[start of Page text]

This has already been dealt with at length by the Law Commission
and we agree with their position.
4.9 Secondly, the scope for lengthy academic
arguments on whether local customs count as law is introduced
without such a test. Given the point made in paragraph 4.8 above,
it is questionable how much a jury should be asked to take account
of such customs. Assuming that we would want to, but only where
they really constitute "law", the idea that defendants
could engage the court in protracted debate about the status of
customs and practices is unattractive from a practical perspective.
It seems unlikely that such a debate would so frequently lead
to a different conclusion than if the debate were excluded. On
balance, this would lead to the conclusion that the line of argument
should not be available to defendants.
4.10 Thirdly, such a test provides greater
certainty for businesses. While an extra defence of "reasonable
belief" could look like an attractive proposition for defendants,
in reality we believe that it would rarely be relied on as part
of a compliance programme. It is too uncertain in circumstances
where a conviction can often be a "bet the company"
issue. Therefore, a standard that is less open to varied interpretation
is to be preferred. We consider that the written law test would
achieve this.
4.11 Fourthly, the maxim that payment "is
permitted if it is not expressly prohibited" can be misleading
and is insufficient to require exclusion of such a test. In a
common law country there are often several sources of written
law. The concern that, in any common law country, this will necessarily
lead to the difficulty that a payment will look like it is permitted
seems more imagined than real. Unless the law is generally unwritten
in that country it is far more likely that the problem will never
arise.
4.12 Finally, a written law test is the
best way to deal with the Bill's indecisive stance on double/single
criminality. The Bill, and the Law Commission Report, seems to
suggest that there is a tendency towards a single criminality
approach in a bribery context. If the Committee is minded to agree,
a written law test would not present concerns of the type set
out in paragraphs 4.8 and 4.9 above. If we do not concern
ourselves with whether the payment is criminal in the foreign
country, the extreme conclusion would be not to concern ourselves
with whether it is permitted there either. This is the position
suggested by the Committee in its most recent question, based
on the oral evidence of representatives of the OECD.
4.13 However, the Bill is not presently
fully committed to single criminality. The mid-position it occupies
is understandable: UK businesses should be able to operate abroad
without undue fear of prosecution while adhering to an appropriate
bribery standard. The strict logic of single criminality would
leave a business no leeway to take account of standards in the
country in which they operate. To allow for some leeway while
maintaining bribery standards and legal certainty, some form of
written law test would be the best solution.
FURTHER QUESTION
CONCERNING THE
REMOVAL OF
ANY QUESTION
OF WHETHER
A PAYMENT
WAS "LEGITIMATELY
DUE"
4.14 We suggest that the OECD's views, while
informative, should not lead to the exclusion of any consideration
of the legal position in the foreign country in question. The
"written law" exception to Article 1 of the OECD
Convention[182]
is specifically allowed for in the Commentary to that Convention.
Despite the fact that the OECD has presented anecdotal evidence
that this exception has not be brought into law by many countries,
or relied upon by many defendants, we consider that it is an important
layer of protection for UK businesses.

[end of Page text]

Job 1
In the passage on the written law test, on whose oral evidence was the Committee's most recent question based?
Job 2
Recast the lines of the entries from the line with "For quality-assurance purposes, verify whether the sandy" through the line with "[[39, 48, 250, 150]]" as a numbered list, leaving out any blank lines.

[start of Extracted material]

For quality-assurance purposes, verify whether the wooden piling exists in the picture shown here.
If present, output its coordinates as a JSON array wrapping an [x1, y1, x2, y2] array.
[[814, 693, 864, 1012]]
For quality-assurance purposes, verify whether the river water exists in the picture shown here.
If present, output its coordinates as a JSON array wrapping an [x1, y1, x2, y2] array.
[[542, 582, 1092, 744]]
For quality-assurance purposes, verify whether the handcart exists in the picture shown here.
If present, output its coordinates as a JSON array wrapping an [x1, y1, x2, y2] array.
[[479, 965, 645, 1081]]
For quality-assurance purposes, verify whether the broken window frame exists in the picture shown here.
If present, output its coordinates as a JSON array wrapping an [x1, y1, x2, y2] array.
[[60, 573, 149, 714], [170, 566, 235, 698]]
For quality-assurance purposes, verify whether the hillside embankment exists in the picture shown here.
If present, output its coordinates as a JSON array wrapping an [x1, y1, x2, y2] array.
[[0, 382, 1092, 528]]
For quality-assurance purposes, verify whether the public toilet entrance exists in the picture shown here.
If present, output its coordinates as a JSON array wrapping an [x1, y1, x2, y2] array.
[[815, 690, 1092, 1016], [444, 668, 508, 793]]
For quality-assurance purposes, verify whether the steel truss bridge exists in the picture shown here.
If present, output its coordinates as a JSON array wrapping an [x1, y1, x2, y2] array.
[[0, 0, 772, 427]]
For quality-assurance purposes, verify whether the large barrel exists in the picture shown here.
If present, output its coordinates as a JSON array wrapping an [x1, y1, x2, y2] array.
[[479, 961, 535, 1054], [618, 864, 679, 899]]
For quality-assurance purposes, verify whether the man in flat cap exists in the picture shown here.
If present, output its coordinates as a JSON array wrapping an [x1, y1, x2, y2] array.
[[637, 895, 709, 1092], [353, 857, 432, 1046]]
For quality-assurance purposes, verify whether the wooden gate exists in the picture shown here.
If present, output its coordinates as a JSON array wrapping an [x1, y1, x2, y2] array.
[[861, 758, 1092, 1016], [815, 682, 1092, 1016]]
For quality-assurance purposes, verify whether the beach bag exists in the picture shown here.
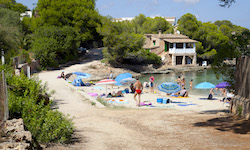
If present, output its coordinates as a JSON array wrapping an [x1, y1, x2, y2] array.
[[207, 94, 213, 99], [124, 88, 129, 93]]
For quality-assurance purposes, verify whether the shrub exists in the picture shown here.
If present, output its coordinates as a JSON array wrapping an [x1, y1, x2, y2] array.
[[3, 68, 73, 143]]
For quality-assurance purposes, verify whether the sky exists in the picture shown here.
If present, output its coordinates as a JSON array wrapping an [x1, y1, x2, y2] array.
[[16, 0, 250, 29]]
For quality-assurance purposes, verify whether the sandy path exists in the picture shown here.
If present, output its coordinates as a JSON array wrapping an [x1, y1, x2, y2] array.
[[39, 48, 250, 150]]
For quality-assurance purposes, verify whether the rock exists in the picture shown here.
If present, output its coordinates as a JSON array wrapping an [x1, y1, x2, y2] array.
[[0, 118, 32, 150]]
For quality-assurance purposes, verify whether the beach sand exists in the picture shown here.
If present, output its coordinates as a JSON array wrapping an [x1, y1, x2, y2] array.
[[65, 81, 230, 113], [38, 51, 250, 150]]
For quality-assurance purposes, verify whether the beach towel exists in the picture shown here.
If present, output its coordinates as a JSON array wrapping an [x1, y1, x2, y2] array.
[[199, 98, 217, 100], [88, 93, 98, 96], [171, 95, 189, 98], [177, 103, 197, 106], [171, 101, 186, 104], [140, 103, 152, 106]]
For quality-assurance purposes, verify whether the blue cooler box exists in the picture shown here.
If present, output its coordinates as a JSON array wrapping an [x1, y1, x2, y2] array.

[end of Extracted material]

Response 1
It was based on the oral evidence of representatives of the OECD.

Response 2
1. For quality-assurance purposes, verify whether the sandy path exists in the picture shown here.
2. If present, output its coordinates as a JSON array wrapping an [x1, y1, x2, y2] array.
3. [[39, 48, 250, 150]]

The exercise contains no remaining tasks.